Give back exactly the lines running from the line with "bush, one point per instance." to the end of the entries, and only those lines.

########

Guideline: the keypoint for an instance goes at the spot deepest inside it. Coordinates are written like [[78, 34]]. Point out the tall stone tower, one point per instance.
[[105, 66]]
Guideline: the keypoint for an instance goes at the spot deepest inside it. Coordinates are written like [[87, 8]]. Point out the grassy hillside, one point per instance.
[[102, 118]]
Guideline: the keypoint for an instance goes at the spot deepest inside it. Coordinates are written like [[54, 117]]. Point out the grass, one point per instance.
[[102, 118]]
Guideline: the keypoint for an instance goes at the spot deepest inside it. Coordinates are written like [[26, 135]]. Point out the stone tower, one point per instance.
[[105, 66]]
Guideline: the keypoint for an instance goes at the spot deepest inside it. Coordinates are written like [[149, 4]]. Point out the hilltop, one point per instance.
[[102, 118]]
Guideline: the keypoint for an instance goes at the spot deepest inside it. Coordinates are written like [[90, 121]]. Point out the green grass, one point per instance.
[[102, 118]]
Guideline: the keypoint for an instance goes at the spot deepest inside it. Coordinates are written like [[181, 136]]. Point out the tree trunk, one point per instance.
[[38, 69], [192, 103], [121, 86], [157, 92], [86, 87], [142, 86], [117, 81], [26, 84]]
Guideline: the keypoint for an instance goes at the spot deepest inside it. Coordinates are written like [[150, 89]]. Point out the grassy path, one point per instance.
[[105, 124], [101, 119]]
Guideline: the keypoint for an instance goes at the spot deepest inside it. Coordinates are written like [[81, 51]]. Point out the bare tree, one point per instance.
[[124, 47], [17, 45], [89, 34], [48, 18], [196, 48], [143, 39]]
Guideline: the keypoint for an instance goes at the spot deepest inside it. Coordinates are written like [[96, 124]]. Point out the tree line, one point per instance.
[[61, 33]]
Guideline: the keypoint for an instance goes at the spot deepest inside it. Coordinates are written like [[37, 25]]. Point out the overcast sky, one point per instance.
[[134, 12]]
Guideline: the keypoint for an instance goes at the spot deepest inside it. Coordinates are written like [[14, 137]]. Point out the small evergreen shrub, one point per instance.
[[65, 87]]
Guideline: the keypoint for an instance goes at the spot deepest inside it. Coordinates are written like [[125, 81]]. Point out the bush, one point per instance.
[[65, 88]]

########

EXPECTED ANSWER ▸
Guideline: the keypoint for an instance goes at the spot deepest inside it. Coordinates are written like [[125, 81]]. Point out the bush, one point per instance.
[[65, 88]]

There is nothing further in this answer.